(Beginning of Records shown)

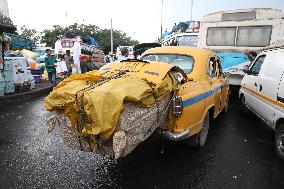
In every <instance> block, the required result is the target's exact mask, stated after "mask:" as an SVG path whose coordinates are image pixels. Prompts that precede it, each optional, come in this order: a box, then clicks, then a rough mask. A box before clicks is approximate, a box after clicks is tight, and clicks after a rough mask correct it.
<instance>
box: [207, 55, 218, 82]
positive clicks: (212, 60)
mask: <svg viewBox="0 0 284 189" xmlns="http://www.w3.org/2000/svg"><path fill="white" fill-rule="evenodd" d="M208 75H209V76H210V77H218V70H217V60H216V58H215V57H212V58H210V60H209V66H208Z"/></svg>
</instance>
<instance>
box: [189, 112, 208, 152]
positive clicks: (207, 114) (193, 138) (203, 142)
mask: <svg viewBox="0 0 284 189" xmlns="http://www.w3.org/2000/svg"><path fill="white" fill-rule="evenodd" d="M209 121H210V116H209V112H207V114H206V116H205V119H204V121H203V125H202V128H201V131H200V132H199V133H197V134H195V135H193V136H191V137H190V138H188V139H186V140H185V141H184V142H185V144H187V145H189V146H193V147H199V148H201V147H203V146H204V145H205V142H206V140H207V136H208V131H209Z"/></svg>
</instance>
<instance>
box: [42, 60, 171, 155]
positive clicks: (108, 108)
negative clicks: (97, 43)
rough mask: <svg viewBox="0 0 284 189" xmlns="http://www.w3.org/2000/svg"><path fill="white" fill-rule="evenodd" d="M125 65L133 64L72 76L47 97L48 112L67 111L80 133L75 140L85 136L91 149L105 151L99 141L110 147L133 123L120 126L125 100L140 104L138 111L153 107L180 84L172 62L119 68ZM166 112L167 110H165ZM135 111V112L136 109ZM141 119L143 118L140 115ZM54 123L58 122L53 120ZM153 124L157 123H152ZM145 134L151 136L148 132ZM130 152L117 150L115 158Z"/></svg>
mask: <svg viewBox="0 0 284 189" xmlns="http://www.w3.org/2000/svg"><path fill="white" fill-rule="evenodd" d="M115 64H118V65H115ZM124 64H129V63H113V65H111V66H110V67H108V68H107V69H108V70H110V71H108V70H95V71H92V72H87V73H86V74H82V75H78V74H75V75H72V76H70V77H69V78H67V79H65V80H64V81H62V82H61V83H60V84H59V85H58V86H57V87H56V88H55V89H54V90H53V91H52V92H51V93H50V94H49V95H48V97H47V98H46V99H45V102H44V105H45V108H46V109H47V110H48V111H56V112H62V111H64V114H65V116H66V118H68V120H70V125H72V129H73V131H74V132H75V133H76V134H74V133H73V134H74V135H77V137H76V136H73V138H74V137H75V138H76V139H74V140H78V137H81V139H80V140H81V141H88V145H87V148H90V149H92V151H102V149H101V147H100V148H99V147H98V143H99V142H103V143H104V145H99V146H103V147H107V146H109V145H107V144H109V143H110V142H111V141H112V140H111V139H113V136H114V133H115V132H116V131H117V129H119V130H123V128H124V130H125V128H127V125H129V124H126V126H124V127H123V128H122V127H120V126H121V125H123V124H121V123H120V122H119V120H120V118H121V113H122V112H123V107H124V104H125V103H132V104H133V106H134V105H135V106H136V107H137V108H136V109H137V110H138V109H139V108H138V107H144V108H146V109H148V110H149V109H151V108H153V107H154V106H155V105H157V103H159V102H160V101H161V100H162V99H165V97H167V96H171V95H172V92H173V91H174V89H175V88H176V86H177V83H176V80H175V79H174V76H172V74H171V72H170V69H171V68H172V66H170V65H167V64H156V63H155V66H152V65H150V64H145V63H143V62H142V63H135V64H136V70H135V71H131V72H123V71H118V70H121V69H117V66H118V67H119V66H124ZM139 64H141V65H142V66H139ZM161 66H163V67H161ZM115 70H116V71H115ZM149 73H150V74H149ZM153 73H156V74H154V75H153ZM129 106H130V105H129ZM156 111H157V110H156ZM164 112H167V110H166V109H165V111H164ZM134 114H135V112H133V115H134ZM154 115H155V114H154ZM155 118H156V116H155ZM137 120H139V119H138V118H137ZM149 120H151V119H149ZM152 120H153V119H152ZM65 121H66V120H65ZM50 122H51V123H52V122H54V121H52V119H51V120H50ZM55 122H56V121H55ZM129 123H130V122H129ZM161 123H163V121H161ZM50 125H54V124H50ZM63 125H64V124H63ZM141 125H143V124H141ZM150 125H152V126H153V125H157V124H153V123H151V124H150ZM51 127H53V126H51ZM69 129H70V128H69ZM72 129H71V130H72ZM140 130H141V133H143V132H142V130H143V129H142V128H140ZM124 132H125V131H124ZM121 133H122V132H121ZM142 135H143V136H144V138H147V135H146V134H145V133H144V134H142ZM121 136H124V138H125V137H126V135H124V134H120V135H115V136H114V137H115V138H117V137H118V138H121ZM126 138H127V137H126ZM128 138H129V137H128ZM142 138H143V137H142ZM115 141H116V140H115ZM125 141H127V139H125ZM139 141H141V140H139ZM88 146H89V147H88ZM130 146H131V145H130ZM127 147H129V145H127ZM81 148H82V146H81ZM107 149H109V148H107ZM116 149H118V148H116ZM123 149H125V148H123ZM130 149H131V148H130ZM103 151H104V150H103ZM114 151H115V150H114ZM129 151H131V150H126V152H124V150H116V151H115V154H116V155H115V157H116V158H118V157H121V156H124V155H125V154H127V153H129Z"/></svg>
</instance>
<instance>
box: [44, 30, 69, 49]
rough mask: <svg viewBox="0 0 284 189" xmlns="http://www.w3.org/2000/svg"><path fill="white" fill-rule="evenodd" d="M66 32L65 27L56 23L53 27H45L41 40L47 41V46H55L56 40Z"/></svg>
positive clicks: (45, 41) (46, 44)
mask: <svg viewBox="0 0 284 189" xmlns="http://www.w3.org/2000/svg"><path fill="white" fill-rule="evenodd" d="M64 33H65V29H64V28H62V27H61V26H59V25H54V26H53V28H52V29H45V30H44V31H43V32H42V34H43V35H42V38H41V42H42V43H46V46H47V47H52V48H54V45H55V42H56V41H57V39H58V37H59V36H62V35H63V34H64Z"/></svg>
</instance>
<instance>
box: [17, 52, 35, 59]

(End of Records shown)

| The task |
The listing is to be repeated word for word, with all pictures omitted.

| Task answer |
In every <instance> block, the required result is the target's exact mask, stated after "mask:" as an SVG path whose coordinates are image pixels. Prompts that precede it, each optional, come in this order: a box, then clicks, then a rough mask. A box before clicks is approximate, a box after clicks is tight, and clicks after a rough mask correct it.
<instance>
box: [207, 55, 218, 82]
positive clicks: (212, 60)
mask: <svg viewBox="0 0 284 189" xmlns="http://www.w3.org/2000/svg"><path fill="white" fill-rule="evenodd" d="M208 75H209V76H210V77H218V70H217V60H216V58H215V57H212V58H210V60H209V66H208Z"/></svg>
</instance>
<instance>
box: [189, 112, 208, 152]
positive clicks: (207, 114) (193, 138) (203, 142)
mask: <svg viewBox="0 0 284 189" xmlns="http://www.w3.org/2000/svg"><path fill="white" fill-rule="evenodd" d="M209 121H210V116H209V112H207V114H206V116H205V119H204V121H203V125H202V128H201V131H200V132H199V133H197V134H195V135H193V136H191V137H190V138H188V139H186V140H185V141H184V142H185V144H187V145H189V146H193V147H199V148H201V147H203V146H204V145H205V142H206V140H207V136H208V131H209Z"/></svg>
</instance>
<instance>
box: [42, 60, 171, 155]
positive clicks: (108, 108)
negative clicks: (97, 43)
rough mask: <svg viewBox="0 0 284 189" xmlns="http://www.w3.org/2000/svg"><path fill="white" fill-rule="evenodd" d="M125 65L133 64L72 76L47 97L48 112L67 111L80 133L75 140L85 136L91 149L105 151L99 141L110 147L133 123L120 126L125 100L140 104L138 111L153 107L180 84L172 62L119 68ZM166 112L167 110H165ZM135 111V112L136 109ZM141 119L143 118L140 115ZM54 123L58 122L53 120ZM153 124L157 123H152ZM145 134L151 136L148 132ZM130 152L117 150L115 158Z"/></svg>
mask: <svg viewBox="0 0 284 189" xmlns="http://www.w3.org/2000/svg"><path fill="white" fill-rule="evenodd" d="M115 64H118V65H115ZM124 64H129V63H113V65H111V66H110V67H108V68H107V69H108V70H110V71H108V70H95V71H92V72H87V73H86V74H82V75H78V74H75V75H72V76H70V77H69V78H67V79H65V80H64V81H62V82H61V83H60V84H59V85H58V86H57V87H56V88H55V89H54V90H53V91H52V92H51V93H50V94H49V95H48V97H47V98H46V99H45V102H44V105H45V108H46V109H47V110H48V111H56V112H62V111H64V114H65V116H66V118H68V120H70V125H72V129H73V131H74V132H75V133H76V134H74V133H73V134H74V135H77V137H76V136H73V138H74V137H75V138H76V139H74V140H78V137H81V139H80V140H81V141H88V145H87V148H90V149H92V151H102V149H101V147H100V148H99V147H98V143H99V142H103V143H104V145H99V146H103V147H107V146H109V145H107V144H109V143H110V142H111V141H112V140H111V139H113V136H114V133H115V132H116V131H117V129H119V130H123V128H124V130H125V128H127V125H129V124H126V126H124V127H123V128H122V127H120V126H121V125H123V124H121V123H120V122H119V120H120V118H121V113H122V112H123V107H124V104H125V103H132V104H133V106H134V105H135V106H136V107H137V108H136V109H137V110H138V109H139V108H138V107H144V108H146V109H148V110H149V109H151V108H153V107H154V106H155V105H157V103H159V102H160V101H161V100H162V99H165V97H167V96H171V95H172V92H173V91H174V89H175V88H176V86H177V83H176V80H175V79H174V76H172V74H171V72H170V69H171V68H172V66H170V65H167V64H156V63H155V66H152V65H150V64H145V63H143V62H142V63H135V64H136V70H135V71H131V72H123V71H118V70H121V69H117V66H118V67H119V66H124ZM139 64H141V65H142V66H139ZM161 66H163V67H161ZM115 70H116V71H115ZM149 73H150V74H149ZM153 73H156V74H154V75H153ZM129 106H130V105H129ZM156 111H157V110H156ZM164 112H167V110H166V109H165V111H164ZM134 114H135V112H133V115H134ZM154 115H155V114H154ZM155 118H156V116H155ZM137 120H139V119H138V118H137ZM149 120H151V119H149ZM152 120H153V119H152ZM65 121H66V120H65ZM50 122H51V123H52V122H54V121H52V119H51V120H50ZM55 122H56V121H55ZM129 123H130V122H129ZM161 123H163V121H161ZM50 125H54V124H50ZM63 125H64V124H63ZM141 125H143V124H141ZM150 125H152V126H153V125H157V124H153V123H151V124H150ZM51 127H53V126H51ZM69 129H70V128H69ZM72 129H71V130H72ZM140 130H141V133H143V132H142V130H143V129H142V128H140ZM124 132H125V131H124ZM121 133H122V132H121ZM142 135H143V136H144V138H147V135H146V134H145V133H144V134H142ZM121 136H124V138H125V137H126V135H124V134H120V135H115V136H114V137H115V138H117V137H118V138H121ZM126 138H127V137H126ZM128 138H129V137H128ZM142 138H143V137H142ZM115 141H116V140H115ZM125 141H127V139H125ZM139 141H141V140H139ZM88 146H89V147H88ZM130 146H131V145H130ZM127 147H129V145H127ZM81 148H82V146H81ZM107 149H109V148H107ZM116 149H118V148H116ZM123 149H125V148H123ZM130 149H131V148H130ZM103 151H104V150H103ZM114 151H115V150H114ZM129 151H131V150H126V152H124V150H116V151H115V154H116V155H115V157H116V158H118V157H121V156H124V155H125V154H127V153H129Z"/></svg>
</instance>
<instance>
box: [44, 30, 69, 49]
rough mask: <svg viewBox="0 0 284 189" xmlns="http://www.w3.org/2000/svg"><path fill="white" fill-rule="evenodd" d="M66 32L65 27L56 23L53 27H45L41 40L47 41V46H55L56 40Z"/></svg>
positive clicks: (45, 41) (46, 44)
mask: <svg viewBox="0 0 284 189" xmlns="http://www.w3.org/2000/svg"><path fill="white" fill-rule="evenodd" d="M64 33H65V29H64V28H62V27H61V26H59V25H54V26H53V28H52V29H45V30H44V31H43V32H42V34H43V35H42V38H41V42H42V43H46V46H47V47H52V48H54V45H55V42H56V41H57V39H58V37H59V36H62V35H63V34H64Z"/></svg>
</instance>
<instance>
box: [17, 52, 35, 59]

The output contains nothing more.